● TASK INPUTS
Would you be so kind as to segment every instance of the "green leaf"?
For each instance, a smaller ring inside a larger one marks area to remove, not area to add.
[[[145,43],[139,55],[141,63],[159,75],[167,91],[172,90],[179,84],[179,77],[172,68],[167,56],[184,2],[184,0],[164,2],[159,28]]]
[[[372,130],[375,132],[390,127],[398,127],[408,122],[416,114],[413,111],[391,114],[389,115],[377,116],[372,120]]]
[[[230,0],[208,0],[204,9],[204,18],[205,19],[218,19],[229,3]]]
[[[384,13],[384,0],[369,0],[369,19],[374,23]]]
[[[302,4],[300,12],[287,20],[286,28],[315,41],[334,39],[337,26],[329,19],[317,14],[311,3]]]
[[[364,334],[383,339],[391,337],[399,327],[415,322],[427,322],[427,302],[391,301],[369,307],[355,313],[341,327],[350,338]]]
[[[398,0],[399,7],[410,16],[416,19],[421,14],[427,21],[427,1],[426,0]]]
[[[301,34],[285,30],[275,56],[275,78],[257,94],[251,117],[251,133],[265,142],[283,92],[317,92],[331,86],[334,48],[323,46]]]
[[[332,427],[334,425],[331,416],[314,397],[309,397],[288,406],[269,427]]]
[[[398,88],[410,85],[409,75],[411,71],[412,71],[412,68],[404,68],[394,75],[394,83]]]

● YOUR TASK
Print every line of the records above word for word, changing nothing.

● REPLY
Would you be so kind as to segment every instance of the "green leaf"?
For each instance, a smaller ring inside a larger one marks area to remove, not area to add.
[[[145,43],[139,55],[141,63],[159,75],[167,91],[172,90],[179,84],[179,77],[172,68],[167,56],[184,2],[184,0],[164,2],[159,28]]]
[[[372,130],[375,132],[390,127],[398,127],[408,122],[416,114],[413,111],[391,114],[389,115],[377,116],[372,120]]]
[[[230,0],[208,0],[204,9],[204,18],[205,19],[218,19],[229,3]]]
[[[384,13],[384,0],[369,0],[369,19],[374,23]]]
[[[302,4],[300,12],[287,20],[286,28],[315,41],[334,39],[337,26],[329,19],[317,14],[311,3]]]
[[[364,334],[383,339],[391,337],[399,327],[415,322],[427,322],[427,302],[391,301],[369,307],[355,313],[341,327],[350,338]]]
[[[398,0],[399,7],[410,16],[416,19],[421,14],[427,21],[427,1],[426,0]]]
[[[301,34],[285,30],[275,56],[275,78],[257,94],[251,117],[251,133],[265,142],[283,92],[317,92],[331,86],[334,48],[323,46]]]
[[[332,427],[334,425],[331,416],[314,397],[309,397],[288,406],[269,427]]]
[[[398,88],[410,85],[409,75],[411,71],[412,71],[412,68],[404,68],[394,75],[394,83]]]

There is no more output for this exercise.